Return each line in the material below that contains the string "hospital", matching case exactly.

-- start SUPPLIED MATERIAL --

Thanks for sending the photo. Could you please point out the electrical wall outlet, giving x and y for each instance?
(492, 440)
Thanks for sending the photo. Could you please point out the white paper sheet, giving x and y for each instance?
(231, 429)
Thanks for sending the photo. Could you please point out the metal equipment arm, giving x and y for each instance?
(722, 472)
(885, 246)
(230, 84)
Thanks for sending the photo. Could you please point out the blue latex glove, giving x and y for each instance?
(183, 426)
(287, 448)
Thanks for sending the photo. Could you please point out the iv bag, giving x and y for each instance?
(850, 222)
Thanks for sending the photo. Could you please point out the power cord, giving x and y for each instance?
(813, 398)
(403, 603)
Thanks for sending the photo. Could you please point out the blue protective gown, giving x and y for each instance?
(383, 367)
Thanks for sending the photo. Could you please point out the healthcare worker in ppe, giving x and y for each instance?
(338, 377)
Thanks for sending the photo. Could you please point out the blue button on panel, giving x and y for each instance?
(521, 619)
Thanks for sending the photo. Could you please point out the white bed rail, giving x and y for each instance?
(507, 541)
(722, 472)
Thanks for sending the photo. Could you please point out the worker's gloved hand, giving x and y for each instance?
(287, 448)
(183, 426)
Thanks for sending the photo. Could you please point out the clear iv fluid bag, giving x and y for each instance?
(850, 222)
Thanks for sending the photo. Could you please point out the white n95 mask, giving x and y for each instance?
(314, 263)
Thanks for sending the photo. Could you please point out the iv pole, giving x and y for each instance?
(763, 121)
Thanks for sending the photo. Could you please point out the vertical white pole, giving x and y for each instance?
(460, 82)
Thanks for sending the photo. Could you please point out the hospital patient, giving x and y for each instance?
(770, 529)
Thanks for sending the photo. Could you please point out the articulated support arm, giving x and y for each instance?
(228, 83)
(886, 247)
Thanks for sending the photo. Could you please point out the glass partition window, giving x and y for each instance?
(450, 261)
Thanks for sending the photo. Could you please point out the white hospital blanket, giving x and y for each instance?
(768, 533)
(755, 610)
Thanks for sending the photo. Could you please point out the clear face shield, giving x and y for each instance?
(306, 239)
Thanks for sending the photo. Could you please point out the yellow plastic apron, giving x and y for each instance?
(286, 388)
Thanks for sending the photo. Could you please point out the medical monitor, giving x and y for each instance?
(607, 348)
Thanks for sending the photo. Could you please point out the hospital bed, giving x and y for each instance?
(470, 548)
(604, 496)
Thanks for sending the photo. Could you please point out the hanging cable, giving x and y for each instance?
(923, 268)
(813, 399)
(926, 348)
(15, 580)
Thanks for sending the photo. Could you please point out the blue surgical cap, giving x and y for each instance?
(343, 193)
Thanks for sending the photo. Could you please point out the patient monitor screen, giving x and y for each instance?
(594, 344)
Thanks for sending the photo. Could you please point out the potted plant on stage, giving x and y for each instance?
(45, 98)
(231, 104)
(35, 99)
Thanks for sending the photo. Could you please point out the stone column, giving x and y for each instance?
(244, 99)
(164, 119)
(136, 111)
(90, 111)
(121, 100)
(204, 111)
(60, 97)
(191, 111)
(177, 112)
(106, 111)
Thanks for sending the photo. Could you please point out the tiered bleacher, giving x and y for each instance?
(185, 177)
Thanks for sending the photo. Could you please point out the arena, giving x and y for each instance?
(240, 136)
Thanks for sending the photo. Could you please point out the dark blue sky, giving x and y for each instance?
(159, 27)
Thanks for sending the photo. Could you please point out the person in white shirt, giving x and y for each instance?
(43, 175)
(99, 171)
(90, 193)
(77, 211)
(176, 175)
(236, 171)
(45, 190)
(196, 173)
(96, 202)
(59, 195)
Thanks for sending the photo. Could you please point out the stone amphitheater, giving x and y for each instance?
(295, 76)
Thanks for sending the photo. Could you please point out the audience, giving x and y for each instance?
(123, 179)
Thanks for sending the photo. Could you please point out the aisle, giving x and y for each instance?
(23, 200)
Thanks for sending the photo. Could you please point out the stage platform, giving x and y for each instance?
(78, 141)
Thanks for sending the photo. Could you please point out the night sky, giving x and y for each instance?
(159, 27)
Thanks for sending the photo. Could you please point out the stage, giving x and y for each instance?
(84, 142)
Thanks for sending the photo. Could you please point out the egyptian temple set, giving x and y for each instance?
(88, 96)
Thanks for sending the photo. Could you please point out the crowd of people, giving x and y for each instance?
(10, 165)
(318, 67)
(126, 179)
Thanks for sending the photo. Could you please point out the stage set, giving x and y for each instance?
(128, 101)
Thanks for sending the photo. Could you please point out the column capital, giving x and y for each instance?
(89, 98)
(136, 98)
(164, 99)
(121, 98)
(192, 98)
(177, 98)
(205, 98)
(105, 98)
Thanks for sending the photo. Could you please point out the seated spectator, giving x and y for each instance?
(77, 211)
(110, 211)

-- end SUPPLIED MATERIAL --
-- start SUPPLIED MATERIAL --

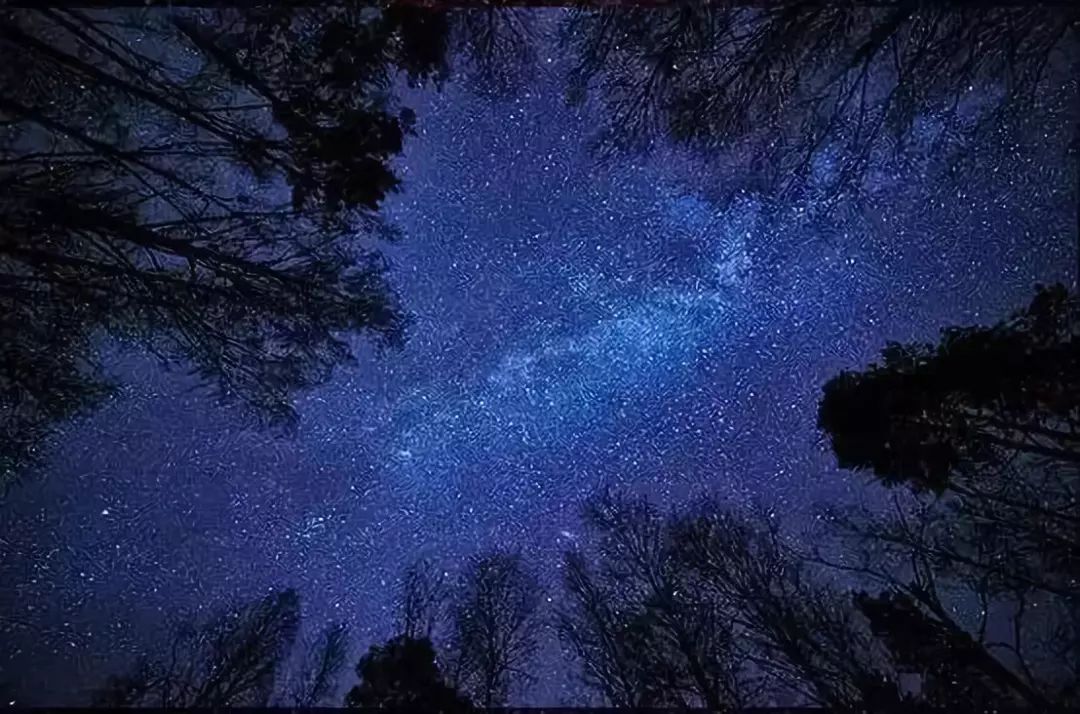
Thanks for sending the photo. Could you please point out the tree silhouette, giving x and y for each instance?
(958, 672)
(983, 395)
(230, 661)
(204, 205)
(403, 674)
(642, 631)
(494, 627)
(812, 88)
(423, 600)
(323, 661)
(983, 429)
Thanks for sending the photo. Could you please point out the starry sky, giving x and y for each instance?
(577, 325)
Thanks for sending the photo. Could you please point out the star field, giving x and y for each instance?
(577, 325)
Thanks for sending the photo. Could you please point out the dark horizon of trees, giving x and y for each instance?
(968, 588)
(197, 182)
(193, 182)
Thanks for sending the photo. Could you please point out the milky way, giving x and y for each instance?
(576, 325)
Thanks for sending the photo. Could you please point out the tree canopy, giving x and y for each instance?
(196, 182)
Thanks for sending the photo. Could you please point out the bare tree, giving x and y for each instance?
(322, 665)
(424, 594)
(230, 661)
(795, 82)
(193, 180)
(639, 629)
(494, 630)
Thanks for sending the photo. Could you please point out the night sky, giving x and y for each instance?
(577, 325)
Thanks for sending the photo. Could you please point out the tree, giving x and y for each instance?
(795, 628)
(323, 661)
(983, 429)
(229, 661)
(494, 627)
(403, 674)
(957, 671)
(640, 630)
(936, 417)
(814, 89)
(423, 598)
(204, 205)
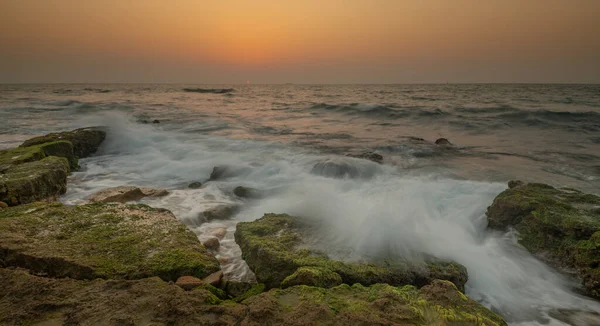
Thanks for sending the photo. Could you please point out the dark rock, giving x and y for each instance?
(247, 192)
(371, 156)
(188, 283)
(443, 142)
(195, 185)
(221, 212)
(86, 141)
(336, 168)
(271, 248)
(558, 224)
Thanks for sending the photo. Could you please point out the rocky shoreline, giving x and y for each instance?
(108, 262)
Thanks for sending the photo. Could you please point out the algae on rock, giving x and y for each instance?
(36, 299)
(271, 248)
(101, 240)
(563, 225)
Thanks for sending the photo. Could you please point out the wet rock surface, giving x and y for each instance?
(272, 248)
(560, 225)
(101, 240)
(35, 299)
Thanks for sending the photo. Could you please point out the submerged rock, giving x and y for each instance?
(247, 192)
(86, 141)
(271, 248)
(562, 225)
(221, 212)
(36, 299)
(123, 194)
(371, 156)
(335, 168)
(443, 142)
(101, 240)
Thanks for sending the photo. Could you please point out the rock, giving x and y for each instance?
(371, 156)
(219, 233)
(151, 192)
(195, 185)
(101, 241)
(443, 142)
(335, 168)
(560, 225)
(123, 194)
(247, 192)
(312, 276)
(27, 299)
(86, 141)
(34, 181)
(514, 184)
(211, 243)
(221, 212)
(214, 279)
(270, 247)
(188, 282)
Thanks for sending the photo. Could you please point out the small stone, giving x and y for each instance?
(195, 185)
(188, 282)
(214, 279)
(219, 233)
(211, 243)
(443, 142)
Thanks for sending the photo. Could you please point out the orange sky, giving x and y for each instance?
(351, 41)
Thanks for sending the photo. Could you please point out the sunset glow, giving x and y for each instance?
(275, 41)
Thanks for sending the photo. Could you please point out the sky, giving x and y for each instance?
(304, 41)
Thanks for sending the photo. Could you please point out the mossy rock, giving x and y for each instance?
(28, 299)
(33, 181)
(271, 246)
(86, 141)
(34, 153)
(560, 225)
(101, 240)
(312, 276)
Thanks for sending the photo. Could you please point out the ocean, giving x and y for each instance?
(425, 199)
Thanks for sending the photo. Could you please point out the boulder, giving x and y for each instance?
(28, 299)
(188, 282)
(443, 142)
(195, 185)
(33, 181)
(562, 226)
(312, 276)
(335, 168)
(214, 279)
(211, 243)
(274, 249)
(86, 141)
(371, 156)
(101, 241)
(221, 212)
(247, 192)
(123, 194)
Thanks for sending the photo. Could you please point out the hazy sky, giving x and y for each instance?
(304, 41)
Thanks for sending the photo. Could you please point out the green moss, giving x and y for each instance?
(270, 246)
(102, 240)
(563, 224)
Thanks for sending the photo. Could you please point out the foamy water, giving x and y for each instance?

-- end SUPPLIED MATERIAL --

[ANSWER FOR THE TASK]
Thanks for sending the photo. Could you please point out the hospital patient, giving x and y for each instance?
Thanks for sending the photo. Could you please point out the white hospital blanket, giving x and y for each instance?
Thanks for sending the photo. Could you please point out the hospital bed, giving x and y for each instance?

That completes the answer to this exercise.